--- START ---
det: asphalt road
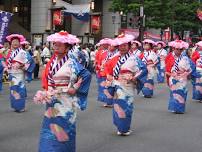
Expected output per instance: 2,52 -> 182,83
0,75 -> 202,152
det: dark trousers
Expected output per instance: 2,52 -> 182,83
34,64 -> 39,79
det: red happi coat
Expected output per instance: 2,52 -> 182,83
191,51 -> 200,64
165,52 -> 175,86
105,54 -> 120,76
41,53 -> 56,90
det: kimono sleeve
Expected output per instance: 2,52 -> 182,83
136,58 -> 148,94
25,53 -> 35,82
76,63 -> 91,110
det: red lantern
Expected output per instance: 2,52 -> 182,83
53,10 -> 62,25
91,15 -> 101,30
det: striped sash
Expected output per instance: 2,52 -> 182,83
48,54 -> 68,84
8,48 -> 20,69
142,51 -> 150,65
172,54 -> 184,72
103,50 -> 117,63
113,53 -> 130,78
199,51 -> 202,65
134,49 -> 139,55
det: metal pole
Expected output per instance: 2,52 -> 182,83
139,0 -> 144,42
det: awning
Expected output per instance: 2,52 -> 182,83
55,0 -> 90,22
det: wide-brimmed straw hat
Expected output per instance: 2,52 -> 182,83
6,34 -> 25,42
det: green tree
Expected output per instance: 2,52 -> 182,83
111,0 -> 202,37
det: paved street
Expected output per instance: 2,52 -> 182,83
0,75 -> 202,152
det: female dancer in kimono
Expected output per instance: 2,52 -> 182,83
107,35 -> 147,136
34,31 -> 91,152
96,38 -> 113,107
131,41 -> 142,57
192,41 -> 202,103
0,44 -> 6,91
6,34 -> 35,112
166,40 -> 192,114
140,39 -> 159,98
102,39 -> 119,108
156,41 -> 167,83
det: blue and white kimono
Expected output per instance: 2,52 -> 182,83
142,51 -> 159,98
168,54 -> 192,113
112,55 -> 147,133
39,57 -> 91,152
7,48 -> 35,111
157,49 -> 167,83
192,51 -> 202,101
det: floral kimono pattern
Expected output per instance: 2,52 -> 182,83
39,57 -> 91,152
112,55 -> 147,133
142,51 -> 159,98
157,49 -> 167,83
7,48 -> 35,111
0,57 -> 4,91
168,55 -> 192,113
193,52 -> 202,101
98,50 -> 117,105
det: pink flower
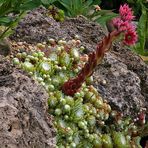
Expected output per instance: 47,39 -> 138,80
119,4 -> 135,21
123,30 -> 138,45
112,4 -> 138,45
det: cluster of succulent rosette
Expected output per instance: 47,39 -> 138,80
13,5 -> 146,148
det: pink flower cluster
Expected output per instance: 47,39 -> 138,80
113,4 -> 138,45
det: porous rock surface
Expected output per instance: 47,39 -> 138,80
0,56 -> 55,148
11,8 -> 148,117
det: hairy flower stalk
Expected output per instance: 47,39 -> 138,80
62,4 -> 137,96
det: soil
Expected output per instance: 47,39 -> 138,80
11,7 -> 148,117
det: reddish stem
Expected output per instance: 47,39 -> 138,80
62,30 -> 120,96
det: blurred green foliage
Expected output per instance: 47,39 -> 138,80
54,0 -> 117,27
0,0 -> 55,40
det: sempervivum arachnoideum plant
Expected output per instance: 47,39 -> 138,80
62,4 -> 137,96
13,4 -> 147,148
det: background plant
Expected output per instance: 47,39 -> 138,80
54,0 -> 117,27
0,0 -> 55,40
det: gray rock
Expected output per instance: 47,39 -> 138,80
11,8 -> 148,116
0,56 -> 55,148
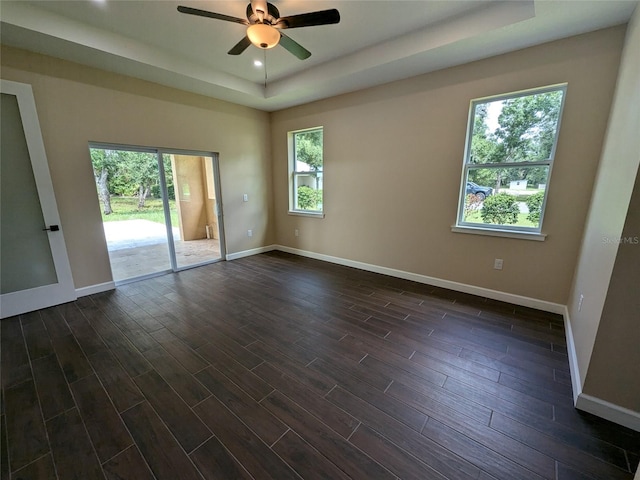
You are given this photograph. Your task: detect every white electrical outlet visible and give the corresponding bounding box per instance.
[578,294,584,312]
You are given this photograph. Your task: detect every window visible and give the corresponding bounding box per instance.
[456,85,566,233]
[289,127,323,215]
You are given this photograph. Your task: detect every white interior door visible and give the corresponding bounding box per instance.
[0,80,77,318]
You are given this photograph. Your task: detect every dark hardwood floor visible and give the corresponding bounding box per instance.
[0,252,640,480]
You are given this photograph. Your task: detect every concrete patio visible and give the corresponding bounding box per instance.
[103,220,221,281]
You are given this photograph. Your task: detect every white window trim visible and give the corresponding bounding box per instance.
[451,225,547,242]
[451,83,568,241]
[287,125,325,218]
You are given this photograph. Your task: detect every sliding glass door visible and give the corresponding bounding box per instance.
[90,144,224,283]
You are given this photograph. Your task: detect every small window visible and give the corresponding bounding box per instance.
[457,85,566,233]
[289,127,323,215]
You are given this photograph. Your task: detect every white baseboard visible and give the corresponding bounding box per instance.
[576,393,640,432]
[227,245,276,260]
[272,245,565,314]
[76,282,116,298]
[564,309,640,432]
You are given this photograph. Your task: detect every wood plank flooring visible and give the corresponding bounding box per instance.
[0,252,640,480]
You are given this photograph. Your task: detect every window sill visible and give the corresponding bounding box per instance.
[289,210,324,218]
[451,225,547,242]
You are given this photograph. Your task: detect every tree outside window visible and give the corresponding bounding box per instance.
[289,127,323,213]
[457,85,566,233]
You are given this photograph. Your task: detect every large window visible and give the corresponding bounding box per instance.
[457,85,566,238]
[289,127,323,215]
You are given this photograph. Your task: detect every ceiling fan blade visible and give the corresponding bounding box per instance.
[178,5,249,25]
[274,8,340,28]
[280,32,311,60]
[227,35,251,55]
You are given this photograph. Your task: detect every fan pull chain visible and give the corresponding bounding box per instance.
[262,49,267,90]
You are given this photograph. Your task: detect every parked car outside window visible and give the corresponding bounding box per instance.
[467,182,493,200]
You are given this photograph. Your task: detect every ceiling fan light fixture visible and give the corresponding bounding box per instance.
[247,23,280,50]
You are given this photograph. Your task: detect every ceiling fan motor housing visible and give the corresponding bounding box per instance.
[247,3,280,25]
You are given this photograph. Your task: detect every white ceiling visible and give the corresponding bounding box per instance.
[0,0,638,111]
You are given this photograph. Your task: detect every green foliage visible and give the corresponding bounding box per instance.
[526,192,544,225]
[462,193,482,222]
[295,130,323,171]
[470,91,563,166]
[480,193,520,225]
[102,196,179,227]
[298,185,322,210]
[90,148,175,205]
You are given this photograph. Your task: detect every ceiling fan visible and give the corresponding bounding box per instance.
[178,0,340,60]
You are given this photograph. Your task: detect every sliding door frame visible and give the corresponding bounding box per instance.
[89,142,227,286]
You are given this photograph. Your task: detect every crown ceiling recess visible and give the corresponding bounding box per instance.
[0,0,638,111]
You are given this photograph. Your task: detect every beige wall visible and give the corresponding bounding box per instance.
[567,3,640,412]
[583,171,640,412]
[271,27,624,305]
[1,46,274,288]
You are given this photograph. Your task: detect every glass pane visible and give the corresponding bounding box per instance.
[462,166,549,229]
[0,93,58,294]
[162,154,221,268]
[294,129,323,172]
[294,171,322,212]
[90,148,171,281]
[468,90,564,163]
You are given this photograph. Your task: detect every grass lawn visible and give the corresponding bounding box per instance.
[100,196,179,227]
[465,210,538,227]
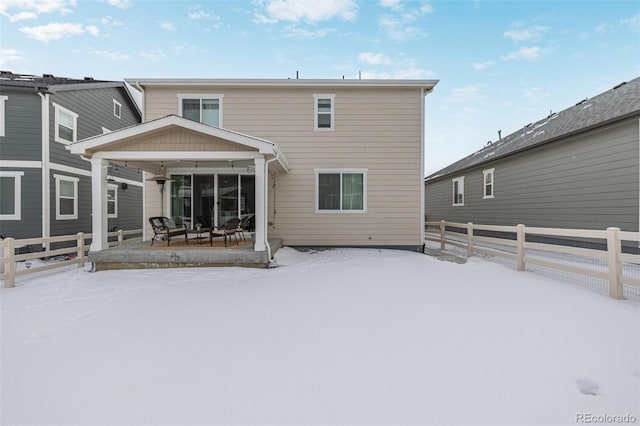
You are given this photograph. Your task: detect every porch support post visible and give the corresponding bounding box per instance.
[89,157,109,251]
[253,158,267,251]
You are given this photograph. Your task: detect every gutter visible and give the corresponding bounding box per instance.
[264,149,289,265]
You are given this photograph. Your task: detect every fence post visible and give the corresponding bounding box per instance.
[77,232,84,268]
[607,228,624,299]
[516,224,526,271]
[4,238,16,288]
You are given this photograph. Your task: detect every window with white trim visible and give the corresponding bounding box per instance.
[452,176,464,206]
[53,103,78,144]
[107,184,118,218]
[0,171,24,220]
[315,169,367,213]
[0,96,9,136]
[313,94,336,130]
[178,93,224,127]
[482,169,496,198]
[53,175,80,220]
[113,99,122,118]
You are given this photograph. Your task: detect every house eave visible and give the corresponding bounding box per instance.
[424,111,640,183]
[125,78,439,92]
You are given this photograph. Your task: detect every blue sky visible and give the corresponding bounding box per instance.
[0,0,640,174]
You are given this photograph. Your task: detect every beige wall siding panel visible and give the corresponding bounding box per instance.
[143,172,166,240]
[145,87,424,246]
[96,129,252,151]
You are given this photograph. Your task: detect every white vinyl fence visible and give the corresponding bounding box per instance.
[0,229,142,288]
[425,220,640,299]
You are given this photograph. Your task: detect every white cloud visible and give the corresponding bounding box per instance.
[20,22,90,43]
[0,0,76,22]
[255,0,358,23]
[107,0,131,10]
[378,0,433,41]
[358,52,391,65]
[158,21,176,31]
[380,0,402,11]
[471,61,494,70]
[88,48,129,61]
[140,49,167,62]
[522,87,549,104]
[187,5,212,20]
[0,49,24,68]
[0,0,76,14]
[620,14,640,31]
[447,84,487,104]
[500,46,542,61]
[84,25,100,37]
[100,16,124,27]
[7,12,38,22]
[284,25,329,40]
[503,24,548,43]
[379,16,427,41]
[362,60,435,80]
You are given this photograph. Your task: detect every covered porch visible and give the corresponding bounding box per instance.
[89,239,282,271]
[68,115,289,265]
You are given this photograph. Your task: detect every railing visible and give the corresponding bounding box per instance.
[0,229,142,288]
[425,220,640,299]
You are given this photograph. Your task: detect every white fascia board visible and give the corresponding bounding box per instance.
[125,78,439,89]
[47,81,124,93]
[93,151,264,161]
[67,115,275,154]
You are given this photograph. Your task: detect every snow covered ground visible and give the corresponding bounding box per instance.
[0,248,640,425]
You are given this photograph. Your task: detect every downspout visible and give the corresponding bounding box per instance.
[37,92,51,250]
[264,149,280,263]
[133,81,147,241]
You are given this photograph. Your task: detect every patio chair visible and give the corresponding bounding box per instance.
[149,216,189,246]
[209,217,240,247]
[236,213,255,241]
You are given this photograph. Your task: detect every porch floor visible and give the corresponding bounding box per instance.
[89,237,282,271]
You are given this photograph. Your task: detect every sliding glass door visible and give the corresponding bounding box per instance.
[171,173,256,228]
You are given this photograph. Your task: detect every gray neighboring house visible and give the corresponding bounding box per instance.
[0,71,144,250]
[425,78,640,235]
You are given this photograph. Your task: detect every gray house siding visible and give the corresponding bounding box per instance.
[50,170,91,236]
[0,72,142,246]
[425,118,640,231]
[0,86,42,161]
[108,184,144,230]
[0,167,42,238]
[49,87,139,170]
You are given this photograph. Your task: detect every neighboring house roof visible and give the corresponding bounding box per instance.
[425,77,640,182]
[0,71,112,87]
[0,71,142,117]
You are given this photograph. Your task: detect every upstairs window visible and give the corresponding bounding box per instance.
[313,94,336,130]
[107,184,118,218]
[315,169,367,213]
[53,103,78,144]
[0,171,24,220]
[482,169,496,198]
[53,175,79,220]
[0,96,9,136]
[453,176,464,206]
[178,94,223,127]
[113,99,122,118]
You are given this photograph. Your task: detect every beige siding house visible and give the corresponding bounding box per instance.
[71,79,437,251]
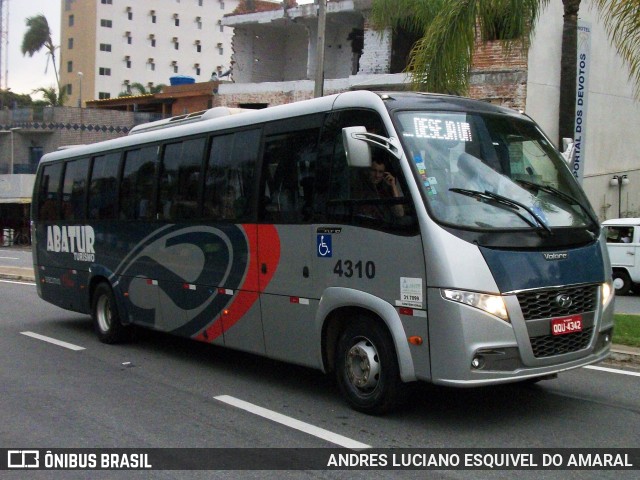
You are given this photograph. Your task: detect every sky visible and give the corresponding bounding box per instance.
[5,0,60,94]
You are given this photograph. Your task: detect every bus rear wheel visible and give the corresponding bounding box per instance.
[336,319,402,414]
[91,283,130,344]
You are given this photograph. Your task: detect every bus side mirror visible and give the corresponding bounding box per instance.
[342,127,371,168]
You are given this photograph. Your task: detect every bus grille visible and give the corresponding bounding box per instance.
[530,327,593,358]
[518,285,598,320]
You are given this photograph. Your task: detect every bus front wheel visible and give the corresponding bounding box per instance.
[613,270,631,295]
[336,319,402,414]
[91,283,129,343]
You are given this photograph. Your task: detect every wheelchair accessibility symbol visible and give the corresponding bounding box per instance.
[316,235,333,258]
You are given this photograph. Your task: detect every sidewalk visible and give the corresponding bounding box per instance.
[0,266,640,363]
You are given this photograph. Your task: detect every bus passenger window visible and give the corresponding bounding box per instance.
[38,163,63,221]
[158,137,206,220]
[120,146,158,220]
[318,110,416,231]
[88,153,120,220]
[261,124,320,223]
[203,130,261,222]
[62,158,89,220]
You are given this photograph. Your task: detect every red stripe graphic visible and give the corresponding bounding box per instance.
[195,225,280,342]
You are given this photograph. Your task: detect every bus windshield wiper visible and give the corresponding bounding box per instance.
[515,180,600,225]
[449,188,553,233]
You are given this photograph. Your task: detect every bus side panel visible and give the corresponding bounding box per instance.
[221,225,268,355]
[307,225,431,378]
[35,224,95,313]
[259,225,321,368]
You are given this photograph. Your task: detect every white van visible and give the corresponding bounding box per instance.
[602,218,640,295]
--- END ---
- **Brief**
Convert the lines from the one containing "detect every wheelchair" through the one containing "[259,225,321,368]", both included, into a JSON array with one string per line, omitting blank lines.

- **The output**
[
  "You are given this photograph. Your task: detect every wheelchair accessibility symbol visible and give the corresponding bounding box per instance.",
  "[316,235,333,258]",
  "You are given this photograph. Your task: detect every sidewalk visible and give the corresponding bounding box per instance.",
  "[0,266,640,363]",
  "You are given this photograph. Your task: detect every bus passenger window visible and give the corresponding bounding box per instance.",
  "[38,163,63,221]",
  "[158,137,206,220]",
  "[120,146,158,220]",
  "[318,110,416,231]",
  "[88,153,120,220]",
  "[261,124,320,223]",
  "[203,130,261,222]",
  "[62,158,89,220]",
  "You are given this photograph. Your task: detect every red stripe graphic visible and give the corresponding bounding box per instance.",
  "[195,225,280,342]",
  "You are given this photograph. Your task: detect every bus windshield wiper visible and give the corresponding bounding box per instance.",
  "[515,180,600,225]",
  "[449,188,553,233]",
  "You are given this photograph. Your task: detect every bus side panel visible and give the corresponding bounding box per instance.",
  "[221,225,268,355]",
  "[307,225,431,378]",
  "[35,224,95,313]",
  "[259,225,321,368]"
]